● **Task details**
Copy every line below that has the word "house" in it.
Input for this task Block Start
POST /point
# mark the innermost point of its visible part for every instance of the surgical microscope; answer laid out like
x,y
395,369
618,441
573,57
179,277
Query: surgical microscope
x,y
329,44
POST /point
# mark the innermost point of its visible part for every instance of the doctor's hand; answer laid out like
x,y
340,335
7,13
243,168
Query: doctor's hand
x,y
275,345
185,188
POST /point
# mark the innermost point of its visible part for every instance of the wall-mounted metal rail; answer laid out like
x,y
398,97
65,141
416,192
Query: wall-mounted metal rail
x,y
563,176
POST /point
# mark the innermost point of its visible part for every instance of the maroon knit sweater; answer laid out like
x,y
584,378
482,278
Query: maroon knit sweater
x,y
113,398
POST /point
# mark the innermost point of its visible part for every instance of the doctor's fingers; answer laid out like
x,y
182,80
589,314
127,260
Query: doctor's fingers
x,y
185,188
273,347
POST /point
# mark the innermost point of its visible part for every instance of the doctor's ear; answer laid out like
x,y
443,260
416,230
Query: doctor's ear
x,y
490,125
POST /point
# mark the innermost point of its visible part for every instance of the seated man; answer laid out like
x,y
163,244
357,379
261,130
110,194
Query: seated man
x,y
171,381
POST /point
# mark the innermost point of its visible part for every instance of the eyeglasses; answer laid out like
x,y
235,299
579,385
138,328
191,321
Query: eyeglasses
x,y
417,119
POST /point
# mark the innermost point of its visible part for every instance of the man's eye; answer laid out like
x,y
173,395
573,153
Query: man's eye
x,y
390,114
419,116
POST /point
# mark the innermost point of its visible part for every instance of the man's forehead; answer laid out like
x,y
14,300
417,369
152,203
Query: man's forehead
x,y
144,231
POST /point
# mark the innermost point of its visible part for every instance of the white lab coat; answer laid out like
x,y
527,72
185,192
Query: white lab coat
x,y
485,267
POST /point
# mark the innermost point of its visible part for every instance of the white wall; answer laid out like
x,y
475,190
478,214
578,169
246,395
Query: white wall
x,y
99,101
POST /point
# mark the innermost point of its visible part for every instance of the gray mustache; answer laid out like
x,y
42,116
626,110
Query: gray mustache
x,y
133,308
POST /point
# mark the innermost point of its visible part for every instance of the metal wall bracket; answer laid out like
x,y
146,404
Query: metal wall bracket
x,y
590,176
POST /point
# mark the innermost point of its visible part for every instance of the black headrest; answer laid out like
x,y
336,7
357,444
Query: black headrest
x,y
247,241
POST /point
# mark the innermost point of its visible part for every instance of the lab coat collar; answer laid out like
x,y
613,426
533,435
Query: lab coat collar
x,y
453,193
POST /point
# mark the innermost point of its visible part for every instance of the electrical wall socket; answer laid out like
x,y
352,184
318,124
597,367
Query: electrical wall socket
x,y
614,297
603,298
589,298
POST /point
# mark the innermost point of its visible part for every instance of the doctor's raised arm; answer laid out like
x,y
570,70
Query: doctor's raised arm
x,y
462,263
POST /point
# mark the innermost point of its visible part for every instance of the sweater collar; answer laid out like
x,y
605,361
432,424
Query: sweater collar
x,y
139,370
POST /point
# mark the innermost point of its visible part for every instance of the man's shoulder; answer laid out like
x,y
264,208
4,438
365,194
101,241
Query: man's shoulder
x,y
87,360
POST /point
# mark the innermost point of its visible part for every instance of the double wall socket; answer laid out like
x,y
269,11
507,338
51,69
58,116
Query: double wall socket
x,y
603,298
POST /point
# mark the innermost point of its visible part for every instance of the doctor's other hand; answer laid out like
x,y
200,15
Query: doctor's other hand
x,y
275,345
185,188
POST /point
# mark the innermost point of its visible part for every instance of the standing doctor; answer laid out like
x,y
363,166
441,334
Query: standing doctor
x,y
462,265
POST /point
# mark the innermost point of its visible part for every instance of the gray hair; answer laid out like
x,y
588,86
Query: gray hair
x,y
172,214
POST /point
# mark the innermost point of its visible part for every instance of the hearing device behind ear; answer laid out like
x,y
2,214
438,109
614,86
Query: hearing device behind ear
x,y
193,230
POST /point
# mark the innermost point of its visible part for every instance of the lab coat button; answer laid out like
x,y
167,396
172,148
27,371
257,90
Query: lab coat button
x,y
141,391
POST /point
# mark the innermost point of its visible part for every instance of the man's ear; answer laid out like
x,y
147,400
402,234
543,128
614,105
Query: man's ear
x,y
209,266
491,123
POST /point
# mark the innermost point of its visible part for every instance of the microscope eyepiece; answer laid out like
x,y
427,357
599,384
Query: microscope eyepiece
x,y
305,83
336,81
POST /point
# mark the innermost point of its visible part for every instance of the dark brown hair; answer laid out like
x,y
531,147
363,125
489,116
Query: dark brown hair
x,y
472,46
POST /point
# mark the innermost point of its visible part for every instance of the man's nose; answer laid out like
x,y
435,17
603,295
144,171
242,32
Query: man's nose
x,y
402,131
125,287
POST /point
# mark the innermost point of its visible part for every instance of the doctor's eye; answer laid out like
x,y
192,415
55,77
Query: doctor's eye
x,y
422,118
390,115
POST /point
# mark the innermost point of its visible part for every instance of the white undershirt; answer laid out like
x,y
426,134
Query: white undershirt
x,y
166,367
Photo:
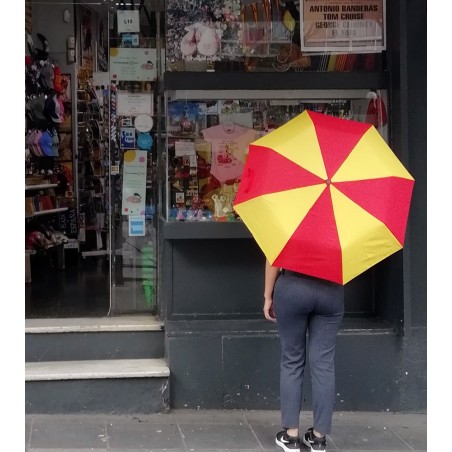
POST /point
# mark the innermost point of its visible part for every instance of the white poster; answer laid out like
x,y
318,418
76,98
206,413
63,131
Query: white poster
x,y
134,182
134,104
127,64
128,20
357,26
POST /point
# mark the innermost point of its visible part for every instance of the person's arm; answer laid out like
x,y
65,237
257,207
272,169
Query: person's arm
x,y
271,273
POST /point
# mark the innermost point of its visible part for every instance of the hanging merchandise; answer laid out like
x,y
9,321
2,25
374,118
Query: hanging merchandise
x,y
144,141
376,110
143,123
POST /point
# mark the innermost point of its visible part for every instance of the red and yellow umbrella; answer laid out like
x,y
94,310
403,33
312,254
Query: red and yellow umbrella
x,y
325,196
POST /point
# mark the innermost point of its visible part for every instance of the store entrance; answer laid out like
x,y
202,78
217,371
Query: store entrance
x,y
91,232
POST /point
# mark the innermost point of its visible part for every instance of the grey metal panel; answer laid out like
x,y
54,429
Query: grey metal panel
x,y
195,365
217,278
96,345
121,396
215,366
251,371
271,80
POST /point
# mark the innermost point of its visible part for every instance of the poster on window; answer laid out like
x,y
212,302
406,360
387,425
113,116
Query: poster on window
x,y
357,26
134,182
133,64
200,30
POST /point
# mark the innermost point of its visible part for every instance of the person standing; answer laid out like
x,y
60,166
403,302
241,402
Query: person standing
x,y
308,312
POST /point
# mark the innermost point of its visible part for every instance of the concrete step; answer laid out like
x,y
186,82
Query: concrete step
x,y
118,386
122,337
95,369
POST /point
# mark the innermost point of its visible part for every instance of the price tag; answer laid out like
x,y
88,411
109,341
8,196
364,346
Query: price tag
x,y
128,21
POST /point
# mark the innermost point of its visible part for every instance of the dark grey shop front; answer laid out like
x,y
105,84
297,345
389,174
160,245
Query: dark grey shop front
x,y
220,351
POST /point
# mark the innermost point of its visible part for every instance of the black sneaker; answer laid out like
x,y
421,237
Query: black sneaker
x,y
310,440
286,442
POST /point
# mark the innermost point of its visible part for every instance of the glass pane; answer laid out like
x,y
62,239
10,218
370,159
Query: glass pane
x,y
207,142
266,36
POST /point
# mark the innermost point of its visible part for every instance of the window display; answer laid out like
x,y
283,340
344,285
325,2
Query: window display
x,y
207,142
261,35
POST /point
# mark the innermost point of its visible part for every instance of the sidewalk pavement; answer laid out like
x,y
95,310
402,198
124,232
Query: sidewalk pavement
x,y
217,430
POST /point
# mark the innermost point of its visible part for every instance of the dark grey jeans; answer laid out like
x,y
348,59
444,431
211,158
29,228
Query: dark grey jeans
x,y
308,311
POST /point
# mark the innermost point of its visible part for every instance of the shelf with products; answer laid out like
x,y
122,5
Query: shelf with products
x,y
207,137
271,36
92,163
43,232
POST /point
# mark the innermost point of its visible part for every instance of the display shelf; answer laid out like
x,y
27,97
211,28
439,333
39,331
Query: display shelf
x,y
177,230
280,81
45,212
40,186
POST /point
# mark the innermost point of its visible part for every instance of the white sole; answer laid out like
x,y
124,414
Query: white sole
x,y
280,444
308,444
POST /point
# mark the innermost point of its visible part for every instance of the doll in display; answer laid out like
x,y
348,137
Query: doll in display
x,y
202,38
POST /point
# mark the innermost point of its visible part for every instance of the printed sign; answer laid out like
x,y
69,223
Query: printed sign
x,y
130,64
357,26
136,225
134,182
128,21
127,138
134,104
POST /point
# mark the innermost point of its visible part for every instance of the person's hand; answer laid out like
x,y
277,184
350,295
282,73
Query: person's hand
x,y
268,310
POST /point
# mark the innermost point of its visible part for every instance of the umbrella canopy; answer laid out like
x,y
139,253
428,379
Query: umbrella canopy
x,y
325,196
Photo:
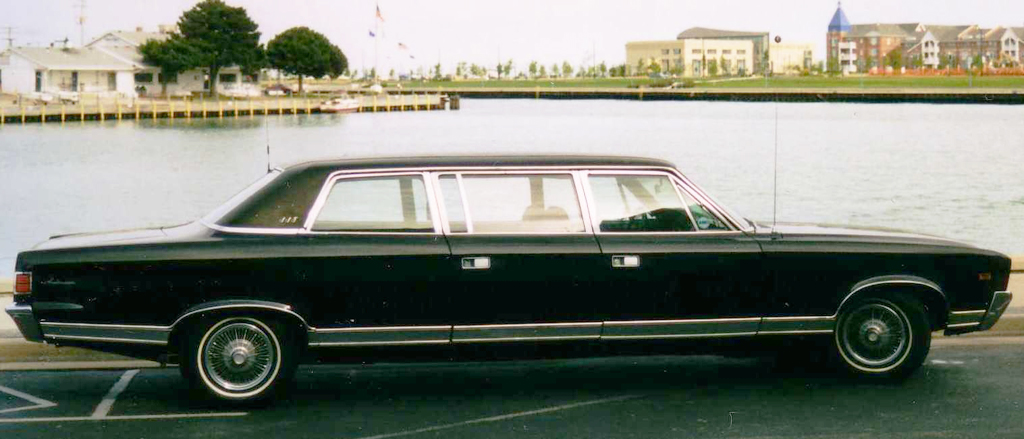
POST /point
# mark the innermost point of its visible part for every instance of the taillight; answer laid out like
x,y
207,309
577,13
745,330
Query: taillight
x,y
23,283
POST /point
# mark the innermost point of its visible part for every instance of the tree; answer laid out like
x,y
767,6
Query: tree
x,y
172,56
894,59
221,36
305,52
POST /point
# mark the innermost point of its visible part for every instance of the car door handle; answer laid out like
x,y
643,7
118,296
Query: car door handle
x,y
476,263
626,261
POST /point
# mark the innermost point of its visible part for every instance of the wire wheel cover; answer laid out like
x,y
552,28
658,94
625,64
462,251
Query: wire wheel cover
x,y
239,356
876,335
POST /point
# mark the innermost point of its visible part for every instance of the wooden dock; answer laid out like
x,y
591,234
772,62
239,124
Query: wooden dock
x,y
117,110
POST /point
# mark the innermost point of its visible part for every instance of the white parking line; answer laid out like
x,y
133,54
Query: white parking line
x,y
503,416
40,402
104,406
123,418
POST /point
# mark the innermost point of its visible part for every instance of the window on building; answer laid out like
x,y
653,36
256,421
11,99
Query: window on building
x,y
382,204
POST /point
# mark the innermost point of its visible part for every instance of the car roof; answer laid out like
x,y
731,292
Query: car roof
x,y
482,161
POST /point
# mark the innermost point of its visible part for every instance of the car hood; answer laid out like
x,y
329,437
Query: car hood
x,y
138,235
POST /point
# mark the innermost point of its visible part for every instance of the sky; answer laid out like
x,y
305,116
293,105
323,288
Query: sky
x,y
483,32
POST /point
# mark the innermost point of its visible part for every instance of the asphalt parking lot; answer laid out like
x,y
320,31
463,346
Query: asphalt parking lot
x,y
968,388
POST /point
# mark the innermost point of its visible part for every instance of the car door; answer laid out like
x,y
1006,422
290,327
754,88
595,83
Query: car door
x,y
381,263
674,268
525,257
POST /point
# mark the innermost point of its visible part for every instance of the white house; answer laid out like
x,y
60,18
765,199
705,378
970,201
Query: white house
Input for this task Block End
● **Reply**
# mark the innermost point of its visible part for every instance of the white house; answer laid out like
Query: white house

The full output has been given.